• _EXERCISE REQUIREMENTS_
Convert the data below into a JSON list of strings, with one string per line and blank lines omitted. Leave the pictures out of your answer.

━━━━━ STORED ROWS

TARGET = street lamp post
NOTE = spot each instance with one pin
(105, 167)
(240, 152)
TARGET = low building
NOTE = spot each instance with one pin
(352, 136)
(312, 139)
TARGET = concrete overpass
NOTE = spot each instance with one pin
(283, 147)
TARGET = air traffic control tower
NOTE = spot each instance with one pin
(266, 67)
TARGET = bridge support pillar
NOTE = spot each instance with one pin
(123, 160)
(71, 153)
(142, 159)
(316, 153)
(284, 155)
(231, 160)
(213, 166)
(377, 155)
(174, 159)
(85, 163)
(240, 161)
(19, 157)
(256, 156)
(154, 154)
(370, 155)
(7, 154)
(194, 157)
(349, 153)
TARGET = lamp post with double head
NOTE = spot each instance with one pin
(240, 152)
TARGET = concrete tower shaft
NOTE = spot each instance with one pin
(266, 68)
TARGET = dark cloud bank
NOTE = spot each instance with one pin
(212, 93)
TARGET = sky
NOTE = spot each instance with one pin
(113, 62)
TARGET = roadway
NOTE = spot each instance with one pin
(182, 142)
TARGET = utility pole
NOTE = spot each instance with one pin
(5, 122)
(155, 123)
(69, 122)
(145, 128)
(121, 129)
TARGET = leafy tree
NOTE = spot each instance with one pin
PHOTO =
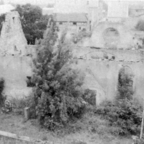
(58, 88)
(33, 22)
(2, 19)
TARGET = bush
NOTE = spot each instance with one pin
(2, 97)
(58, 88)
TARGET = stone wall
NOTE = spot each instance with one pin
(101, 68)
(12, 39)
(15, 60)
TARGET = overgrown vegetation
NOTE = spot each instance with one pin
(2, 19)
(58, 93)
(125, 112)
(33, 22)
(2, 97)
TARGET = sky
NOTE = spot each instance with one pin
(43, 2)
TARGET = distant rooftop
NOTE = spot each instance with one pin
(72, 17)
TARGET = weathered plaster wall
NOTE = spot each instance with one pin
(127, 39)
(101, 72)
(12, 39)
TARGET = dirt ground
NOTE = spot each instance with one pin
(15, 124)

━━━━━━━━━━

• _RESULT BELOW_
[
  "TARGET = street lamp post",
  "NOTE = spot each instance with one pin",
  "(105, 167)",
  "(240, 152)",
  "TARGET = low building",
  "NOTE = spot each instance with one pin",
  "(352, 136)",
  "(312, 139)",
  "TARGET = concrete overpass",
  "NOTE = spot each instance with one pin",
  "(283, 147)",
  "TARGET = air traffic control tower",
  "NOTE = spot each instance with one pin",
  "(266, 67)",
  "TARGET = bridge support pillar",
  "NOTE = spot each instance with one pin",
  "(123, 160)",
  "(71, 153)",
  "(142, 159)",
  "(316, 153)",
  "(284, 155)",
  "(231, 160)",
  "(213, 166)",
  "(377, 155)",
  "(174, 159)",
  "(85, 163)",
  "(240, 161)",
  "(19, 157)",
  "(256, 156)",
  "(154, 154)",
  "(370, 155)",
  "(7, 154)",
  "(194, 157)",
  "(349, 153)",
  "TARGET = lamp post with double head",
  "NOTE = spot each instance with one pin",
  "(240, 152)",
  "TARGET = concrete tower shaft",
  "NOTE = spot each instance with one pin",
  "(266, 68)",
  "TARGET = dark cloud bank",
  "NOTE = spot each instance with one pin",
  "(212, 93)",
  "TARGET = sky",
  "NOTE = spot each instance with one pin",
  "(113, 62)",
  "TARGET = roadway",
  "NOTE = spot each instance with one pin",
  "(182, 142)",
  "TARGET = utility pole",
  "NOTE = spot each instance with one pin",
  "(5, 122)",
  "(155, 123)",
  "(69, 122)",
  "(145, 128)",
  "(121, 129)",
  "TARGET = leafy tree",
  "NOTE = spot each instance with one pin",
  "PHOTO =",
  "(58, 88)",
  "(33, 22)",
  "(2, 19)",
  "TARGET = bush",
  "NOTE = spot each instance with one pin",
  "(2, 97)",
  "(58, 88)",
  "TARGET = stone wall",
  "NOTE = spot each instance with one pin",
  "(101, 68)",
  "(12, 39)",
  "(15, 60)",
  "TARGET = overgrown vegetation",
  "NOTE = spot each instance with one pin",
  "(2, 19)",
  "(58, 93)",
  "(125, 112)",
  "(33, 22)",
  "(2, 97)",
  "TARGET = sky",
  "NOTE = spot each instance with one pin",
  "(43, 2)",
  "TARGET = distant rooftop",
  "NOTE = spot each instance with one pin",
  "(72, 17)",
  "TARGET = weathered plaster wall",
  "NOTE = spot each instance with one pin",
  "(127, 39)",
  "(101, 72)",
  "(12, 39)",
  "TARGET = dirt ground",
  "NOTE = spot each instance with one pin",
  "(15, 124)"
]